## Text passage

────────────────────

Using ArcGIS 10.8 software, the rock abundance and roughness data were resampled to 512 ppd using the bilinear interpolation method, and all data were standardized to the GCS_MOON_2000 coordinate system (EPSG: 103881). The original data were further processed to quantify the vague engineering constraint indicators to effectively train the dataset, facilitating a more in-depth analysis. Given the lack of a unified evaluation standard for lunar engineering constraints and the insufficient quantification of the relationship between different indicators, this study proposes a constraint indicator evaluation method based on existing lunar research [5,8,11,30,31,32,33].

Each constraint indicator was divided into six levels, and a non-linear scoring system was adopted to assign the scores of different levels: highly suitable (10), suitable (9), moderately suitable (3), slightly unsuitable (2), and unsuitable (1). The specific quantification standards for each engineering constraint are provided in Table 2. The final total score was obtained by taking the arithmetic mean of the scores for each constraint. This scoring method allowed for iterative adjustments of indicator weights during model training, enabling the model to learn scientifically reasonable relationships between the indicators. However, the existing scoring method resulted in discontinuities in the final scores, making it impossible to apply the XGBoost algorithm directly for modeling. To address this issue, original scores were re-encoded so that the target variable could be directly input into the XGBoost model for multi-class prediction.

2.3. Prediction Model Construction

As shown in Figure 1, the research first selected an area with comprehensive data coverage and extensive prior study (65°W–65°E, 45°N–15°S) and assigned scores to the regional data (Table 2) to create a dataset for training and testing the model. The rationale for this selection included the following:

The original data from various datasets had good coverage for this region, providing a comprehensive and reliable training dataset for the model.
This area has been frequently chosen as a landing site for lunar missions, such as in Apollo, Surveyor, Luna, and Chang’e 3 programs, indicating its suitability for successful landings.
Extensive research and landing activities in this region suggest favorable engineering conditions, allowing the model to learn from previous explorations and improve its understanding of optimal landing site selection.

Following common practices in machine learning, the dataset corresponding to the training area was randomly divided into a training set and a testing set at a 7:3 radio. The choice of 70% for the training set struck a balance between effective model training and adequate validation. This proportion allowed the model to learn diverse patterns while retaining 30% of the data for rigorous testing, ensuring generalization and preventing overfitting [34]. The model’s performance was evaluated using various metrics on the testing set to predict its potential effectiveness on external datasets. After completing model training and evaluation, the optimized model was used to predict landing suitability across the entire lunar surface. Subsequently, the feature weights for each characteristic were also calculated to quantify the impact of various engineering constraint indicators on the final landing site scores. During training, the Bayesian optimization method was employed to optimize hyperparameters, such as the number of iterations, learning rate, and decision tree behavior, guiding the XGBoost model towards optimal performance. The effectiveness of the Bayesian optimization was assessed using 5-fold cross-validation. Model predictions were implemented using Jupyter and Python 3.10.14.

────────────────────

## Required actions
• a. In the lunar landing site passage, to what resolution were the rock abundance and roughness data resampled?
• b. Transcribe the lunar landing site passage, starting at "The original data from" and ending at "landing site selection.".

────────────────────

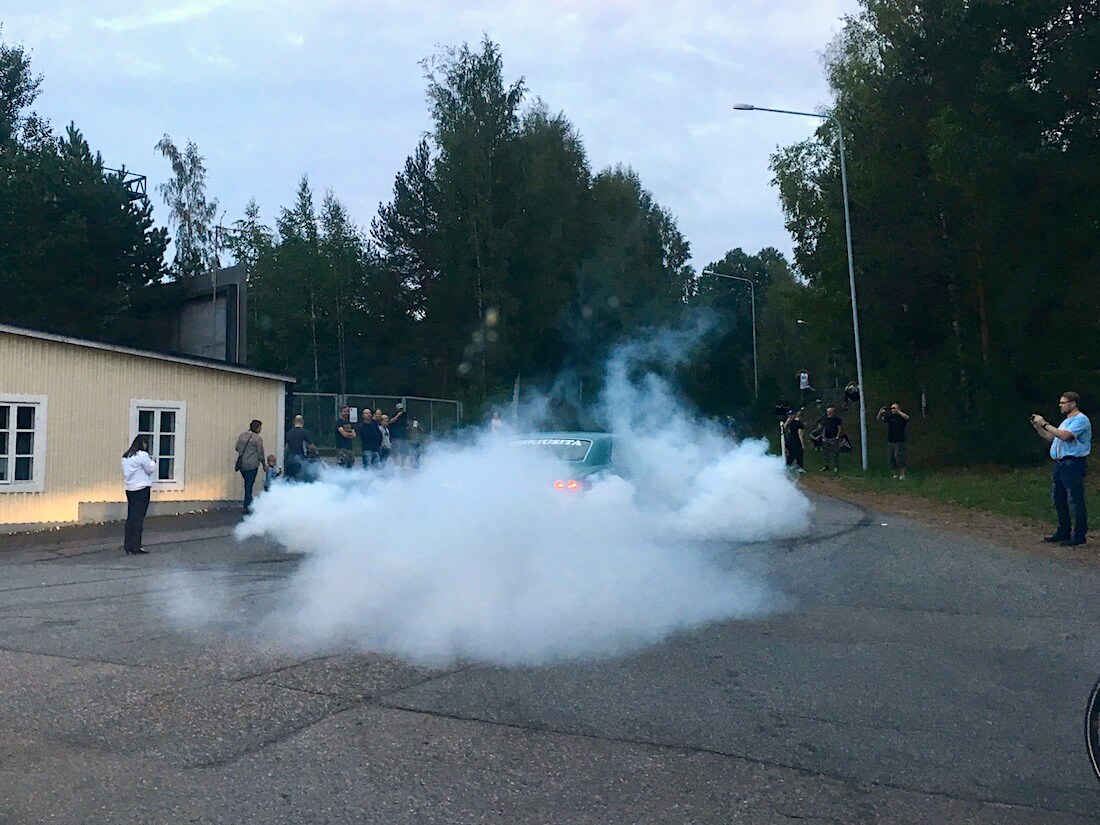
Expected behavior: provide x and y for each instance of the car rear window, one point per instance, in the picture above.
(563, 449)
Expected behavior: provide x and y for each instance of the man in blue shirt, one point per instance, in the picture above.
(1070, 443)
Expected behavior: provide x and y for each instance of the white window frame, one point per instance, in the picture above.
(37, 482)
(138, 405)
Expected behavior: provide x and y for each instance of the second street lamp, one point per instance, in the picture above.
(851, 266)
(756, 372)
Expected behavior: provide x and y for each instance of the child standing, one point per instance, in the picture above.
(272, 473)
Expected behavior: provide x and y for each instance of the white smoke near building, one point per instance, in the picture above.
(476, 556)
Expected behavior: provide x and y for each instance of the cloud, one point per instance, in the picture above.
(646, 83)
(161, 17)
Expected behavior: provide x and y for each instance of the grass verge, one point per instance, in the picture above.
(1014, 492)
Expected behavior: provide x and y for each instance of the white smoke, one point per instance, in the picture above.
(475, 554)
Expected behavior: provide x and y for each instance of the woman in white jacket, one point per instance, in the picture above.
(139, 470)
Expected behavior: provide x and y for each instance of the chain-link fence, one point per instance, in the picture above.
(320, 410)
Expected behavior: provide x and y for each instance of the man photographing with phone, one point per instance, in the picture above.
(1070, 443)
(895, 420)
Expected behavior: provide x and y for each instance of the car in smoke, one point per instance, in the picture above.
(586, 455)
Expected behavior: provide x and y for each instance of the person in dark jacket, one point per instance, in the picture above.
(370, 439)
(298, 441)
(250, 458)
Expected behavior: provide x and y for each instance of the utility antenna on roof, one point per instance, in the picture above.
(134, 184)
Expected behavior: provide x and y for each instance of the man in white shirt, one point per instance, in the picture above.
(1070, 443)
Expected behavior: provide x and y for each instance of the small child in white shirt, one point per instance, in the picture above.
(272, 473)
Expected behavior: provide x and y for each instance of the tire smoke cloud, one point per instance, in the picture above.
(475, 556)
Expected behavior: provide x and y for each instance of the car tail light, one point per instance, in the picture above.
(571, 484)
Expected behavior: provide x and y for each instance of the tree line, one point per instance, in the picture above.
(972, 136)
(501, 255)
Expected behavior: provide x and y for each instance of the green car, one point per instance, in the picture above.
(586, 454)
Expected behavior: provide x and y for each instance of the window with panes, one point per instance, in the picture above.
(161, 428)
(21, 448)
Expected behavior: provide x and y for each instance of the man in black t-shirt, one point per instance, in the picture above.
(895, 421)
(832, 431)
(370, 439)
(297, 440)
(792, 439)
(344, 437)
(399, 435)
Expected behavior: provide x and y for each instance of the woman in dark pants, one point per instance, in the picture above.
(139, 470)
(250, 458)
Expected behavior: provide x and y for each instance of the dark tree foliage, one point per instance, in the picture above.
(77, 254)
(974, 161)
(503, 253)
(499, 255)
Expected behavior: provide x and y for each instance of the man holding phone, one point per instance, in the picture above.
(895, 420)
(1070, 443)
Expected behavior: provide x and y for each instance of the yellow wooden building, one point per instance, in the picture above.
(69, 408)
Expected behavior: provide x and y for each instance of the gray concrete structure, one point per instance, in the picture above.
(915, 677)
(210, 319)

────────────────────

## Exercise answers
• a. They were resampled to 512 ppd.

• b.
The original data from various datasets had good coverage for this region, providing a comprehensive and reliable training dataset for the model.
This area has been frequently chosen as a landing site for lunar missions, such as in Apollo, Surveyor, Luna, and Chang’e 3 programs, indicating its suitability for successful landings.
Extensive research and landing activities in this region suggest favorable engineering conditions, allowing the model to learn from previous explorations and improve its understanding of optimal landing site selection.